▶ _Named object pointing entries_
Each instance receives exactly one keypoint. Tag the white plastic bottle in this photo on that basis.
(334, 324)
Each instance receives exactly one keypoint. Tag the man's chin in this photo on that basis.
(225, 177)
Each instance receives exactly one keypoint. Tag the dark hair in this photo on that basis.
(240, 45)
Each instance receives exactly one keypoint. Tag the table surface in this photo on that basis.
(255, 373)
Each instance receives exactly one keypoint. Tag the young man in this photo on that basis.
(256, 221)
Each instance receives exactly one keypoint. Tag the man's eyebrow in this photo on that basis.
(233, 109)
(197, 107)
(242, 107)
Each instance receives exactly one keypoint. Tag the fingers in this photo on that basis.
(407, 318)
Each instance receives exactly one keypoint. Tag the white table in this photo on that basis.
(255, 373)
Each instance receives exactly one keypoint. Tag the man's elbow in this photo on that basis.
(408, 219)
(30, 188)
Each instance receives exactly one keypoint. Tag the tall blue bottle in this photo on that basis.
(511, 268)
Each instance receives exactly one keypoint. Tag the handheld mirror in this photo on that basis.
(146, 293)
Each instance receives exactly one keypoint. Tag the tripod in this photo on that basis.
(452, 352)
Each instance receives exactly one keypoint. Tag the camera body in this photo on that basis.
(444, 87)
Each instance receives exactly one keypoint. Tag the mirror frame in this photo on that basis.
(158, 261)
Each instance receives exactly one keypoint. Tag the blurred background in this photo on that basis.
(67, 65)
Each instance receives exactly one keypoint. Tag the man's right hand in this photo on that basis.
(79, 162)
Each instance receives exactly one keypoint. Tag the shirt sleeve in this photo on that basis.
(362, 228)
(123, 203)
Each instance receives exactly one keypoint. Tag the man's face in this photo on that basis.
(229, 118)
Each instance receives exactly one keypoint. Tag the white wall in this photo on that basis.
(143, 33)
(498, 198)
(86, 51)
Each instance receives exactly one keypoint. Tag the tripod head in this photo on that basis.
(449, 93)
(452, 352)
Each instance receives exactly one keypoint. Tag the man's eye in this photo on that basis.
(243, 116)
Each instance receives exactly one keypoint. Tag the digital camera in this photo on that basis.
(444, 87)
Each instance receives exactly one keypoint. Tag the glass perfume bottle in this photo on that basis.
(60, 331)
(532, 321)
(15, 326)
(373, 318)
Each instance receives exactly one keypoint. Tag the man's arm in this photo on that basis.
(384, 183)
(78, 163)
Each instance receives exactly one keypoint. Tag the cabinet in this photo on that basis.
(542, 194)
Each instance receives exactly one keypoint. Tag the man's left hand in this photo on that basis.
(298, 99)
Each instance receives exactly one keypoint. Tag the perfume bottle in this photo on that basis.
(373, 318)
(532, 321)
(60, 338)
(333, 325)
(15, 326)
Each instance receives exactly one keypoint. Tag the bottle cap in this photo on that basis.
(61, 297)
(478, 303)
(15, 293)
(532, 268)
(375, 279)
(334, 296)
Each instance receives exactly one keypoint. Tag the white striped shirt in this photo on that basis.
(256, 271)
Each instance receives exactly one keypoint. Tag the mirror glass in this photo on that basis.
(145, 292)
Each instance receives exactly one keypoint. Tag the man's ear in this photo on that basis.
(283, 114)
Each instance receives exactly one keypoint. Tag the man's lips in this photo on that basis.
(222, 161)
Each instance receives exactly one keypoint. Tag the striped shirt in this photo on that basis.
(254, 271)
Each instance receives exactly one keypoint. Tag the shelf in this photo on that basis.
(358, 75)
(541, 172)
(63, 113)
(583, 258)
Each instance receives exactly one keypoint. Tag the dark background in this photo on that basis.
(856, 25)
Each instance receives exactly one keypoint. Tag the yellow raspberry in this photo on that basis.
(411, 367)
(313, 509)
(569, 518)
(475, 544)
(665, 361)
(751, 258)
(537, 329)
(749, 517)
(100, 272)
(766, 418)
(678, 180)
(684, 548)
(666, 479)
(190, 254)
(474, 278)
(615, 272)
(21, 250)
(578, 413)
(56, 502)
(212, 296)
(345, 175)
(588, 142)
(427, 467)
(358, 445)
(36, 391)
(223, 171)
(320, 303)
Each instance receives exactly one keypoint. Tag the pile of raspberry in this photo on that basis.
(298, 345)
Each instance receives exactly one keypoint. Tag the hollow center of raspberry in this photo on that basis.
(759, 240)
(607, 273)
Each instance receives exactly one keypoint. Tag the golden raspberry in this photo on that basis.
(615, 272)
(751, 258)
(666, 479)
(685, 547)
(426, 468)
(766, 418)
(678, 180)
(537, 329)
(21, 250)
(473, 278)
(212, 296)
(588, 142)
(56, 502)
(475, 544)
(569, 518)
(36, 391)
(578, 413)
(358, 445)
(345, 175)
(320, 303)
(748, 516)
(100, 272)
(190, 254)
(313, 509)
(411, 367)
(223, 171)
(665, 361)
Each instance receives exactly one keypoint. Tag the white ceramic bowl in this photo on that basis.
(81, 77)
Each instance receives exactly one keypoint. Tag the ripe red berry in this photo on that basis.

▶ _What is asked_
Return the whole listing exactly.

▶ _Solution to this task_
Each instance receives exactly one keypoint. Tag the white plastic bottle in this photo on that basis.
(334, 324)
Each instance receives exactly one keypoint. Tag the man's chin in this photo on that basis.
(225, 177)
Each instance receives exactly one keypoint. Tag the dark hair in this photo on that basis.
(240, 45)
Each instance receives exactly one keypoint. Tag the table surface in this photo on that basis.
(255, 373)
Each instance receives exactly one keypoint. Tag the young man in this photo on that basis.
(256, 221)
Each instance receives exactly one keypoint. Tag the man's eyebrow in this photo on that basis.
(233, 109)
(197, 107)
(242, 107)
Each instance receives exactly one keypoint. Tag the fingers in this photo on that basis.
(407, 318)
Each instance receives exactly one keypoint. Tag the white table in this photo on that basis.
(255, 373)
Each instance receives exactly one keypoint. Tag the man's elbow in this photo on that basis.
(408, 219)
(30, 188)
Each instance receives exactly one keypoint. Tag the tall blue bottle in this photo on that basis.
(511, 268)
Each instance receives exactly one keypoint. Tag the handheld mirror in this photo on that basis.
(146, 293)
Each instance receives exactly one keypoint. Tag the tripod in this photo on that basis.
(452, 352)
Each instance receives exactly one keypoint. Tag the camera body in this photo on that basis.
(444, 87)
Each instance receives exactly one keypoint. Tag the mirror frame in this photo on that basis.
(158, 261)
Each instance receives exactly one keypoint. Tag the blurred background in this photo on that basis.
(67, 65)
Each instance receives exactly one keypoint. Tag the man's right hand in this photo on that basis.
(79, 162)
Each instance receives exactly one keypoint. Tag the shirt sleeve in this photo on that basis.
(362, 228)
(123, 203)
Each instance receives exactly one keypoint. Tag the man's face in this photo on that basis.
(229, 118)
Each instance receives exactly one keypoint. Tag the white wall in this photo on that basis.
(143, 33)
(498, 198)
(86, 51)
Each instance receives exactly one keypoint. Tag the tripod head in this photo on that basis.
(449, 93)
(452, 352)
Each instance receives exactly one keypoint. Tag the man's eye in this photo on that basis.
(243, 116)
Each instance receives exactly one keypoint. Tag the digital camera in this photo on that basis.
(444, 87)
Each instance receives exactly one keypoint. Tag the glass perfume bottle in this photo on that basis.
(60, 331)
(532, 321)
(15, 326)
(373, 318)
Each instance receives exactly one keypoint. Tag the man's arm in this photo on that basis.
(384, 183)
(78, 163)
Each instance receives exactly one keypoint. Tag the cabinet in this photo on that basis.
(542, 194)
Each instance receives exactly one keypoint. Tag the man's left hand in this photo on that basis.
(298, 99)
Each instance receives exactly one keypoint. Tag the perfume bottle in this photo on that basis.
(373, 318)
(532, 321)
(60, 338)
(333, 325)
(15, 326)
Each instance receives exactly one keypoint. Tag the bottle cap in this photo on that basis.
(61, 297)
(478, 303)
(15, 293)
(532, 268)
(375, 279)
(334, 296)
Each instance receives exactly one keypoint. Tag the white striped shirt in this photo on that basis.
(256, 271)
Each instance receives exactly one keypoint. Tag the mirror glass in this photo on that basis.
(145, 292)
Each instance receives exactly one keypoint. Tag the man's ear in this photo on that basis.
(283, 114)
Each instance receives exactly one keypoint. Tag the man's lips in this photo on that basis.
(222, 161)
Each instance receives exactly one keypoint. Tag the striped shirt in this photo on that basis.
(254, 271)
Each instance receives exactly one keypoint. Tag the shelf in this photo on that basis.
(358, 75)
(541, 172)
(63, 113)
(583, 258)
Each instance receives exactly one keypoint. Tag the dark background in this photo on that basis.
(856, 25)
Each instance receives exactly one keypoint. Tag the yellow raspberry in this photo on that basis.
(411, 367)
(313, 509)
(569, 518)
(475, 544)
(665, 361)
(751, 258)
(537, 329)
(749, 517)
(100, 272)
(766, 418)
(678, 180)
(684, 548)
(666, 479)
(190, 254)
(474, 278)
(615, 272)
(21, 250)
(578, 413)
(56, 502)
(212, 296)
(345, 175)
(588, 142)
(427, 467)
(358, 445)
(36, 391)
(223, 171)
(320, 303)
Each instance receives exactly one keypoint. Tag the pile of raspberry in this photo on that basis.
(298, 345)
Each instance receives exactly one keypoint. Tag the hollow center of raspberry in this photo on that basis.
(759, 240)
(607, 273)
Each instance receives exactly one keypoint. Tag the golden raspberry in this photo on that basis.
(615, 272)
(751, 258)
(666, 479)
(685, 547)
(426, 468)
(766, 418)
(678, 180)
(537, 329)
(21, 250)
(473, 278)
(212, 296)
(588, 142)
(56, 502)
(475, 544)
(569, 518)
(36, 391)
(578, 413)
(358, 445)
(345, 175)
(320, 303)
(748, 516)
(100, 272)
(190, 254)
(313, 509)
(411, 367)
(223, 171)
(665, 361)
Each instance receives exactly one keypoint. Tag the white ceramic bowl in this photo on that basis.
(81, 77)
Each instance receives exactly one keypoint. Tag the ripe red berry in this photo on that basis.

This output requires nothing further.